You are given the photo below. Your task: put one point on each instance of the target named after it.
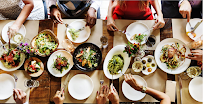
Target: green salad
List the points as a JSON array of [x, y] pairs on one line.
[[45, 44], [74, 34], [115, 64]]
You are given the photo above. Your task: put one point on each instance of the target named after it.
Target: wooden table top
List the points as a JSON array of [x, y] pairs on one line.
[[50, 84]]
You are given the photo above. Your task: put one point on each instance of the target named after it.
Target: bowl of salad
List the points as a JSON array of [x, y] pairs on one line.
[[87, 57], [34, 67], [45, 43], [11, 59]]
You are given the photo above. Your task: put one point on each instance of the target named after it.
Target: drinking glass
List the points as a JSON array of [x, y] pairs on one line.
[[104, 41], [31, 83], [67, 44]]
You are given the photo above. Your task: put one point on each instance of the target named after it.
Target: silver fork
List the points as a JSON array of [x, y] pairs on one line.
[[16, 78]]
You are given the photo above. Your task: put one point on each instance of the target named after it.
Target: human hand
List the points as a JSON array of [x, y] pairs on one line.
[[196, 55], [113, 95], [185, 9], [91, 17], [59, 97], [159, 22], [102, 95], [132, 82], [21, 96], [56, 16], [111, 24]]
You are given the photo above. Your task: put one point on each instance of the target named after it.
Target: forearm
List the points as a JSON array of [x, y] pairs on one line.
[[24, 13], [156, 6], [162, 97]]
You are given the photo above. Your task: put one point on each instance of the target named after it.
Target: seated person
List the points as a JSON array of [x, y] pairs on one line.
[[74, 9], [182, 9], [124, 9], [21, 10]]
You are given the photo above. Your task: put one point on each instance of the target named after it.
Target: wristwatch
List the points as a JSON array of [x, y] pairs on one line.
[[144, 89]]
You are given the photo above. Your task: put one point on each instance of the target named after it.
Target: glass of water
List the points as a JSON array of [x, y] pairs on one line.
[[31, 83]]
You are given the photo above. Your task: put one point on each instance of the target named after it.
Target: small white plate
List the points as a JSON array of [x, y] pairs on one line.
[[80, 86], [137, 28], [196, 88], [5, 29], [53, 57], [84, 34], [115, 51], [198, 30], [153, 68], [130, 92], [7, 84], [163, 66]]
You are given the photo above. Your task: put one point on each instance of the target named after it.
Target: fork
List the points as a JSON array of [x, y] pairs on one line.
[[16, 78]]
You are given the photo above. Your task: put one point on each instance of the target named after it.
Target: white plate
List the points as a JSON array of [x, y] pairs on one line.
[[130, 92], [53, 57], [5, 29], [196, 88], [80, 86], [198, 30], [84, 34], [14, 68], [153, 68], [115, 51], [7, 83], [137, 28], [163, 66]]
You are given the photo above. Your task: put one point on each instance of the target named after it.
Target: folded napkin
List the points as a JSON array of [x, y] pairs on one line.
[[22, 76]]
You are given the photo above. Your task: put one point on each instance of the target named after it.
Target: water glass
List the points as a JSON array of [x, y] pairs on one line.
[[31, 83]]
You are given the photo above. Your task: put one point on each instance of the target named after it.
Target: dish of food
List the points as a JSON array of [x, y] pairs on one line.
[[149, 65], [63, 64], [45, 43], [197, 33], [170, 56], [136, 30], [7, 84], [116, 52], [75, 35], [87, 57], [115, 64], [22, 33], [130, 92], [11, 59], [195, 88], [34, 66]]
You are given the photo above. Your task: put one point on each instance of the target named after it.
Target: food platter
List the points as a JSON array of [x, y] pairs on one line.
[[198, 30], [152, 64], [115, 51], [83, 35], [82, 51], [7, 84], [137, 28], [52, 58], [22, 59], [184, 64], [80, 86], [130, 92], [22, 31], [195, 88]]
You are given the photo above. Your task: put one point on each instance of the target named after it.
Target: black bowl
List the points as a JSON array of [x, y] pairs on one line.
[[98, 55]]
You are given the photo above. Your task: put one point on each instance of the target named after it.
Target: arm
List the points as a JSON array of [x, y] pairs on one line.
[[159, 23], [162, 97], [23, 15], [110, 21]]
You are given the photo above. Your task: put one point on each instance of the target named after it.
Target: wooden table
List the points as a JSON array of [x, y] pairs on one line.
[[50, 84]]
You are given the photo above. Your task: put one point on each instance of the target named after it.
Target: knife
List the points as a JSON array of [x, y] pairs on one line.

━━━━

◆ **Task directions**:
From the material given, work out how many lines hold the string "food"; state that number and nothing further.

◆ **Task solution**:
2